Task goal ▸ Quote the records in full and leave their pictures out.
## BEGIN Record excerpts
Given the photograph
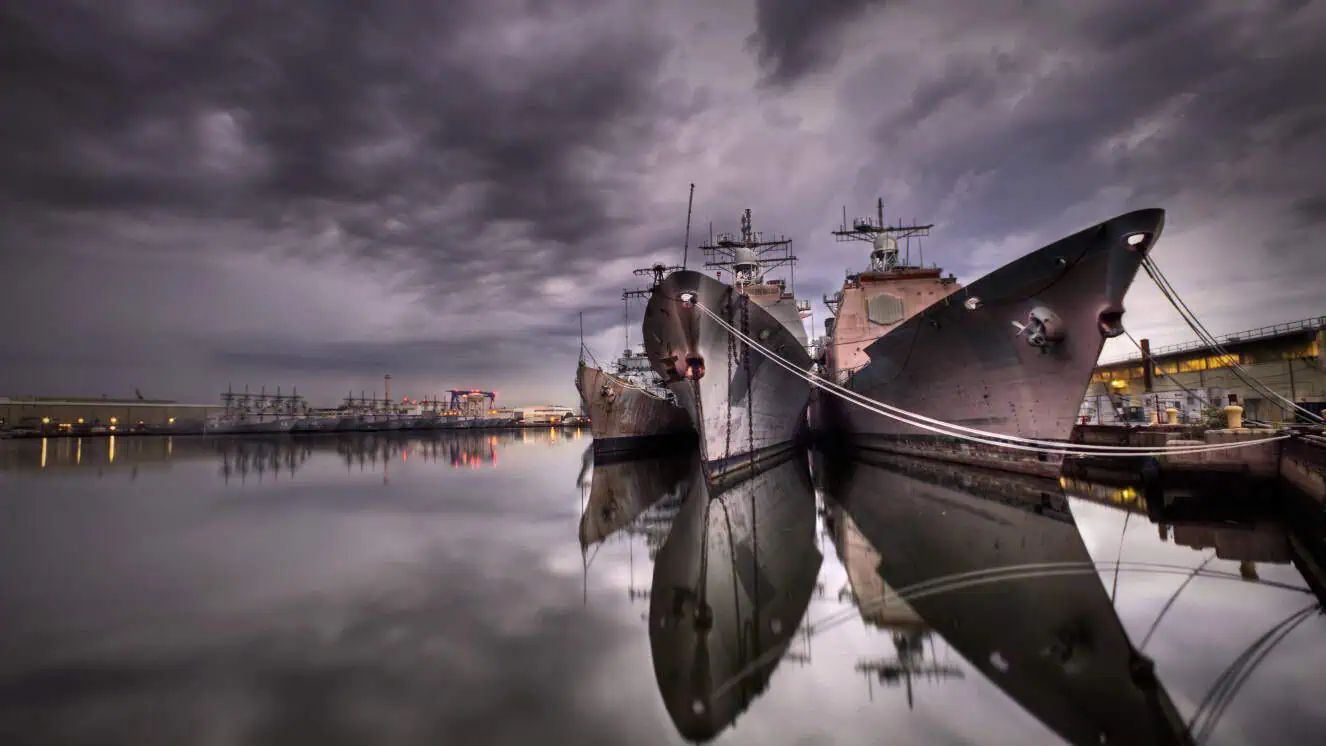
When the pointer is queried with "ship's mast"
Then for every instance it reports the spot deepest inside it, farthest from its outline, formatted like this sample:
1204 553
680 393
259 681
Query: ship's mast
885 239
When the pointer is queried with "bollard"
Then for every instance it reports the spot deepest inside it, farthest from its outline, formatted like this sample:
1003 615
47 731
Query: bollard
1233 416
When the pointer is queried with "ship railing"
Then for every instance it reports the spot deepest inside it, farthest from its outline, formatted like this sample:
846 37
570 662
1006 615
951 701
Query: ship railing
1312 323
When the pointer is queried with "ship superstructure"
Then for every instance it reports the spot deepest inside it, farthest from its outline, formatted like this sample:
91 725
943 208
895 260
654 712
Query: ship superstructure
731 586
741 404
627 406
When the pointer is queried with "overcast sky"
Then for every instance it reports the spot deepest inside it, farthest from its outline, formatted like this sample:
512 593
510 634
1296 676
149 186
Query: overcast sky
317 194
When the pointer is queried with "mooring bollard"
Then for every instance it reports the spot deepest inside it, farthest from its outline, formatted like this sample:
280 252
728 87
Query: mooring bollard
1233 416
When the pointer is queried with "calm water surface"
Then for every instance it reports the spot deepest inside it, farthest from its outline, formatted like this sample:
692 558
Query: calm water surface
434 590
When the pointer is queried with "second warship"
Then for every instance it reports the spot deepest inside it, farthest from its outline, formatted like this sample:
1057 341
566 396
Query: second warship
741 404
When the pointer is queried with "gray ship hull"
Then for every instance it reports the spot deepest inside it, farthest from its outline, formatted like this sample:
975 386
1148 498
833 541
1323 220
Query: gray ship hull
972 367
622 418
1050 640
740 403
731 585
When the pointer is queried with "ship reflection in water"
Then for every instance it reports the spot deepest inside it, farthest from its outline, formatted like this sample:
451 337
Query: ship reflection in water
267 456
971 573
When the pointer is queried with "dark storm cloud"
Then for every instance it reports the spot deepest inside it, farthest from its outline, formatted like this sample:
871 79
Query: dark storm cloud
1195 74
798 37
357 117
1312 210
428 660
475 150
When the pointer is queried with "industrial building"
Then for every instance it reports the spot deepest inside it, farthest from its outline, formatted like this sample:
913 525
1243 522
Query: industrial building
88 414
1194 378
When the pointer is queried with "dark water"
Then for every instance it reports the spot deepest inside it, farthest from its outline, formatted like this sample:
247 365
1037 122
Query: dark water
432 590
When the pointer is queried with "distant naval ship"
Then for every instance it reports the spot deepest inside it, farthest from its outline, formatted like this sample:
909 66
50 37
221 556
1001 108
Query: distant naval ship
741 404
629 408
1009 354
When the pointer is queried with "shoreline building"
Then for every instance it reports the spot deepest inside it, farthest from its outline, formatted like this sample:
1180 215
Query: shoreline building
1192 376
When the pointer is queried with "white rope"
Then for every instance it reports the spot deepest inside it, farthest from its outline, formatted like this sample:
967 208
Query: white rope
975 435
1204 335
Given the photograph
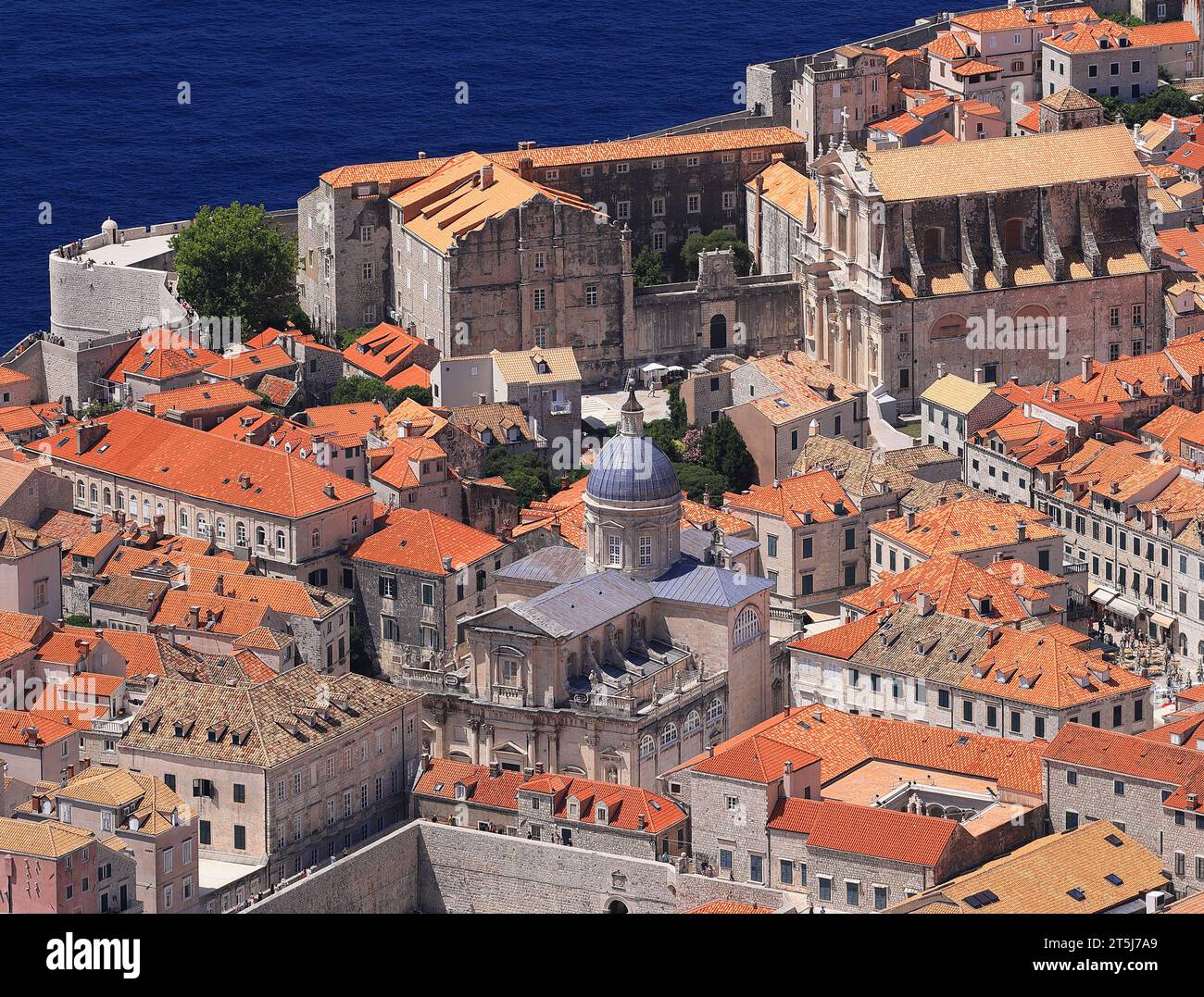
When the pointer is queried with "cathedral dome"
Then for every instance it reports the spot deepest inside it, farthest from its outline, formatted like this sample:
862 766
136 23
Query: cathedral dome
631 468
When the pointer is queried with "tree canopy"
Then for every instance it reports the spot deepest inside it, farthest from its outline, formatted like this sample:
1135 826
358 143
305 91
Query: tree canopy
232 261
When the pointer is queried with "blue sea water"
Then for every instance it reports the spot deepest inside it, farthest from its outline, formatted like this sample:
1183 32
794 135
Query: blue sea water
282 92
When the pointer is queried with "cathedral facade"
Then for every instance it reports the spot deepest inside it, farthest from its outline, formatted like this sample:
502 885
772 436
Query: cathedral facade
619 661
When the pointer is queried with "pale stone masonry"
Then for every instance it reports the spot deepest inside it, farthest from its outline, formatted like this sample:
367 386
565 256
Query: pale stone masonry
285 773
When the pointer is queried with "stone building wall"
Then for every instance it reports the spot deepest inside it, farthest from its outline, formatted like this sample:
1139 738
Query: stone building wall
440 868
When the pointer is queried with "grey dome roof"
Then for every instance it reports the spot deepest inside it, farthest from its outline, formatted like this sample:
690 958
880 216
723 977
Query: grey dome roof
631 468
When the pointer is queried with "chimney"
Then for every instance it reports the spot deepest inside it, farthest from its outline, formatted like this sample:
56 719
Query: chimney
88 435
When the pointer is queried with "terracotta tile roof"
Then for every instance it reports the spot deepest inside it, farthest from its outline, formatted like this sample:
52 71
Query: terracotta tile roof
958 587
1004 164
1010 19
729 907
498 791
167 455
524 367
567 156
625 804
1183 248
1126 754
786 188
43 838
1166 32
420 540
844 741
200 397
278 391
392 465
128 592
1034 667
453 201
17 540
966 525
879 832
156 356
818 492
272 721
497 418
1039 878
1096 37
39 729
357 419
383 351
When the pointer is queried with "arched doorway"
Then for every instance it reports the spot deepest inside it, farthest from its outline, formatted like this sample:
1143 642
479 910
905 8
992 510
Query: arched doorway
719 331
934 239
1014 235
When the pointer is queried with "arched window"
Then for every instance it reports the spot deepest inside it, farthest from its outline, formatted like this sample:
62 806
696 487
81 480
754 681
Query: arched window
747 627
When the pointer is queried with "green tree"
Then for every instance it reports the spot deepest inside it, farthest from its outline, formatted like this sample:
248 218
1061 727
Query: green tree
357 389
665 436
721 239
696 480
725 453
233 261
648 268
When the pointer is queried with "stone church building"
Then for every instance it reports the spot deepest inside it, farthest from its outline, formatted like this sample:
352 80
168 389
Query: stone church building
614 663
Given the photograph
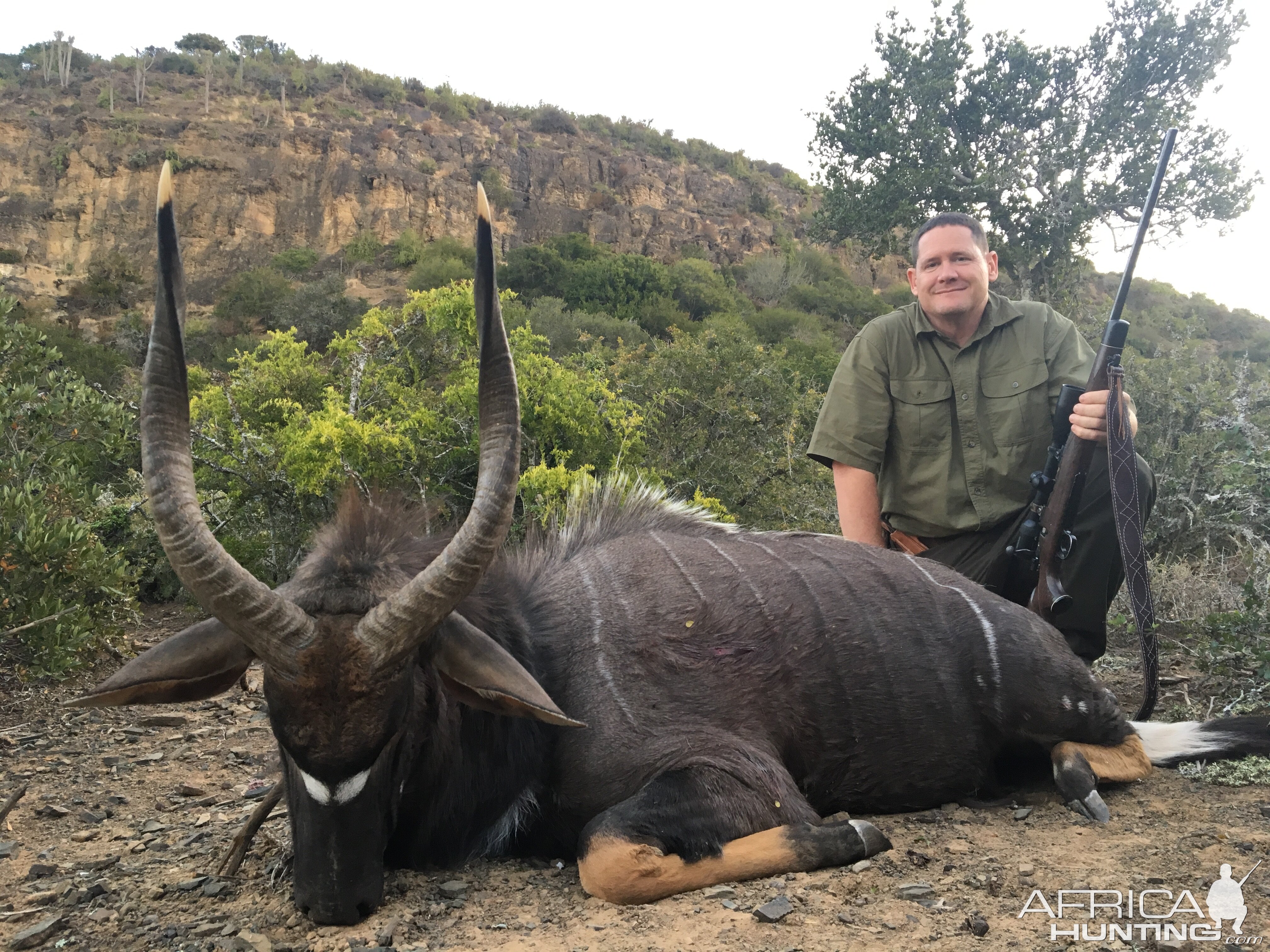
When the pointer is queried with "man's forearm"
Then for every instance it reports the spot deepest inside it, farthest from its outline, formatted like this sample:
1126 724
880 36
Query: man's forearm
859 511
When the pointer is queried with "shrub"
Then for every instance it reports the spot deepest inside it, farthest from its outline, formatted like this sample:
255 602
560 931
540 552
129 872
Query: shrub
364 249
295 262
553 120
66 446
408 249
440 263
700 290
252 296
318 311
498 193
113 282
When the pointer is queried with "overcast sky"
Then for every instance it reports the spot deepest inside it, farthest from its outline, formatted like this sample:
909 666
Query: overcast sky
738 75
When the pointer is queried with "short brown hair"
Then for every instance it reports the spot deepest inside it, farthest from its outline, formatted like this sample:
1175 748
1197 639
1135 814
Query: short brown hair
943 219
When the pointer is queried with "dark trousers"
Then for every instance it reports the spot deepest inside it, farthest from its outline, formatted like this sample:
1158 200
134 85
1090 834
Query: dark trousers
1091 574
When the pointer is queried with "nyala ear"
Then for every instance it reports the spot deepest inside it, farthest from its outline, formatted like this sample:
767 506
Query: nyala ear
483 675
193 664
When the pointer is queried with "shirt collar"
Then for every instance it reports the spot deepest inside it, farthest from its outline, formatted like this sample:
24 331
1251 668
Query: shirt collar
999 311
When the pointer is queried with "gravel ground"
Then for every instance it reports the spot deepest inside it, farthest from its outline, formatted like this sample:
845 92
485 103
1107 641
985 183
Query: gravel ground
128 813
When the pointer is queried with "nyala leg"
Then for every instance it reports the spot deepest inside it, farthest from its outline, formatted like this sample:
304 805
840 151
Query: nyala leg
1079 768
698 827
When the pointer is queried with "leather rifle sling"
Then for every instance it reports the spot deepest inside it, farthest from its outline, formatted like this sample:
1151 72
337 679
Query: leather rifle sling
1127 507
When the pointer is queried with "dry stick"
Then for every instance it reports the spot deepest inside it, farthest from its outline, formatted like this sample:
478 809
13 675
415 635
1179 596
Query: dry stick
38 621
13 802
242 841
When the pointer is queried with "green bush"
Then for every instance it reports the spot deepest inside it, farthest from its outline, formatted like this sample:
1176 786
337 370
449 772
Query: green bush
## END Record excerpts
Exercise solution ▸
Given the photograph
When the pointer is queried with "ship's mast"
Then for every instance it reports the spot deepest inside it, farthest from its outline, formatted like this sample:
1204 553
680 393
259 681
Query: ship's mast
885 239
When the pointer is queried with "bollard"
Then for every instance it reports the spot deepest inside it, farthest from its outline, formatted like this sample:
1003 615
47 731
Query: bollard
1233 416
When the pointer is queried with "ship railing"
Then for every instance it reports the spot deepest inside it, farthest from its outline, formatted like this sample:
846 37
570 662
1006 615
951 701
Query: ship railing
1312 323
When the pointer is queried with "ship superstructure"
Then for every instance it reports the spot deepest inside it, farthest from its outline, formatted like this sample:
91 725
943 208
895 260
654 712
Query: ship superstructure
731 586
741 404
627 406
When the pointer is queried with "overcast sky"
Then for every instance it reports the spot deepest inside it, farthest from its outline, formatted like this sample:
512 593
510 634
1296 676
149 186
Query: overcast sky
317 194
When the pointer is queried with "mooring bollard"
Then for every instance it reports the spot deepest inside it, farthest from its outline, formatted like this sample:
280 252
728 87
Query: mooring bollard
1233 416
When the pointer is queried with "calm water surface"
Then for every instance it reports the spot deepest inside it, farthest from its outline, formatted like this sample:
692 558
Query: calm water surface
434 590
When the pointer is queried with "second warship"
Then for every instance it reports the spot deepest inside it, farthest from its outline, formatted like this sample:
1057 341
566 396
Query: second warship
741 404
When the pointer is queried with "gray ship hull"
Then for every instance it reports the spot deepest inside it, farthest from its outline, formatted like this sample:
975 386
1148 498
833 541
1323 220
Query: gray ship hull
972 367
622 418
1050 640
740 403
731 585
When the pointer is queried with "ship reflection in water"
Then for every instance it reports the spot deepest inside it, farthest from its outline, formatted like this sample:
451 337
Query: ship reflection in water
267 456
971 573
When the pointer is queried with "dark storm cloud"
Then for every instance it reports the spot deepest inside it, farthest from its outline, formatted like this sample:
871 79
Query: dark storm cloud
1195 74
798 37
357 117
1312 210
428 660
475 150
When the pointer is queried with "industrial building"
Then for every instance it reports the spot deepest inside it, farthest from its outline, formatted like this sample:
913 525
1243 522
Query: industrial building
88 414
1194 378
When the pointer is queried with "dark water"
Then for every instance it reports the spot deepest inside it, farthest from its outline, formatted like this sample:
247 365
1037 122
Query: dark water
432 590
When the pointer is queried with "distant naval ship"
Then for every instance it reports the spot deepest inside it, farthest from its outline, formatted like this sample:
909 66
50 37
221 556
1001 108
Query: distant naval ship
741 404
629 408
1009 354
When the pointer is queried with "shoreline building"
Then for every instance it reports the spot deepest inside it, farthest from its outline, formatted like this sample:
1180 215
Query: shoreline building
1192 376
When the pointer is queried with "white rope"
Then for every instance it reports the spot deepest inside it, farthest from its outline, formatted like this sample:
967 208
Query: white rope
975 435
1204 335
Given the photograph
When the pointer is queried with "cathedral dome"
Then for every instance it reports the spot deepest inside it, farthest from its outline, formatted like this sample:
862 766
136 23
Query: cathedral dome
631 468
When the pointer is queried with "tree canopy"
Then for every instance it reports the spot deepest inside it, farthest from its outline, formatted like this sample:
1135 826
358 143
305 91
Query: tree canopy
232 261
When the pointer is queried with "blue sea water"
Then for every instance it reports the spot deepest inside it, farthest from its outline, formatted like this sample:
1183 32
794 135
Query: blue sea water
282 92
When the pointer is queried with "cathedral facade"
Then for every instance it reports the spot deepest inside it, farthest from its outline, formatted like this sample:
502 885
772 436
Query: cathedral facade
619 661
When the pointer is queried with "pale stone masonry"
Then for every instance it reports the spot deepest inside it, farthest from its outline, formatted like this sample:
367 386
565 256
Query: pale stone masonry
285 773
When the pointer is queried with "stone building wall"
Then for every instance it reports the spot deepest inside it, farthest from its outline, formatted like this sample:
1139 738
Query: stone building wall
440 868
When the pointer is queried with "grey dome roof"
Then for every instance it reports the spot deepest inside it, farthest from its outline, formatted like this sample:
690 958
880 216
723 977
Query: grey dome roof
631 468
When the pointer is queried with "chimney"
Then for every instance it reports the spot deepest inside it, farthest from its outline, formatted like this sample:
56 719
Query: chimney
88 435
When the pointer is queried with "terracotta tile roof"
Then for every instance it reports the spot deepest inside it, farthest from its outline, formatted like this sample:
52 71
Query: terracotta tile roof
958 587
1004 164
1010 19
729 907
498 791
167 455
524 367
567 156
625 804
1183 248
1126 754
786 188
43 838
1166 32
420 540
844 741
200 397
278 391
392 465
128 592
1034 667
453 201
17 540
966 525
879 832
156 356
818 492
272 721
497 418
1039 878
1096 37
39 729
357 419
383 351
When the pointer is queried with "arched doorway"
Then for every instance it reports the spot deepest inside it, farthest from its outline, formatted like this sample:
1143 642
479 910
905 8
992 510
Query: arched doorway
719 331
934 239
1014 235
When the pointer is queried with "arched window"
Then for every instance it reports the spot deepest inside it, farthest from its outline, formatted like this sample:
62 806
696 487
81 480
754 681
Query: arched window
747 627
When the pointer is queried with "green tree"
Then for every instance it reports the spot deepest inside it, farthest from its outline, formatted like this sample:
248 218
1061 727
Query: green tree
357 389
665 436
721 239
696 480
725 453
233 261
648 268
When the pointer is queried with "stone church building"
Then for every instance it reports the spot deepest inside it, farthest from its outline, formatted like this sample:
352 80
168 389
Query: stone church building
614 663
Given the photograph
When the pointer is queried with "man's forearm"
Then for every instance it reports the spot deepest inside it, farthest from its outline, formatted like this sample:
1126 724
880 36
Query: man's forearm
859 511
When the pointer is queried with "shrub"
Then for every instance it reports the spot deepest inside it, farthest from its outline, formatted like this sample:
255 602
560 931
540 552
129 872
Query: shrub
364 249
295 262
553 120
66 446
408 249
440 263
700 290
252 296
318 311
498 193
113 282
When the pointer is queried with "overcast sky"
Then for every instance it reports the spot deepest inside it, farthest from its outline, formatted like this sample:
909 666
Query: overcast sky
738 75
When the pointer is queried with "short brown hair"
Then for every instance it reports the spot deepest inside it, farthest from its outline, formatted like this sample:
1175 748
1197 639
1135 814
Query: short brown hair
943 219
When the pointer is queried with "dark trousers"
Then for every instance it reports the spot deepest inside it, farthest from its outline, formatted like this sample:
1158 200
134 85
1090 834
Query: dark trousers
1091 574
When the pointer is queried with "nyala ear"
Then for every instance it reports the spot deepest inside it, farthest from its outline, formatted like this sample:
767 506
Query: nyala ear
483 675
193 664
When the pointer is queried with "shirt collar"
Then for every instance it reports the spot deepest inside it, farthest from its outline, formatted like this sample:
24 331
1251 668
Query: shirt collar
999 311
When the pointer is queried with "gravel ground"
Then for every instance it reports the spot deepest inside it, farthest from its outline, formatted like this sample:
845 92
485 103
1107 641
985 183
Query: gravel ground
128 813
When the pointer is queried with "nyala leg"
Then for every instance it reports the spot deepest inside it, farthest from its outline, formatted like this sample:
304 805
840 151
Query: nyala leg
1079 768
698 827
When the pointer is queried with "leather rifle sling"
Then for every instance it reports the spot deepest inside it, farthest from its outline, formatted like this sample:
1151 72
337 679
Query: leather rifle sling
1127 507
When the pointer is queried with "dry stick"
Then for every instance it reports the spot deepest inside it, farthest from its outline, formatted like this sample:
478 809
13 675
415 635
1179 596
Query: dry stick
38 621
13 802
242 841
When the pointer is queried with "green bush"
Then for every instance it reports the spot deepest inside it, farthest from its outline, formatted like this sample:
1176 786
337 370
449 772
Query: green bush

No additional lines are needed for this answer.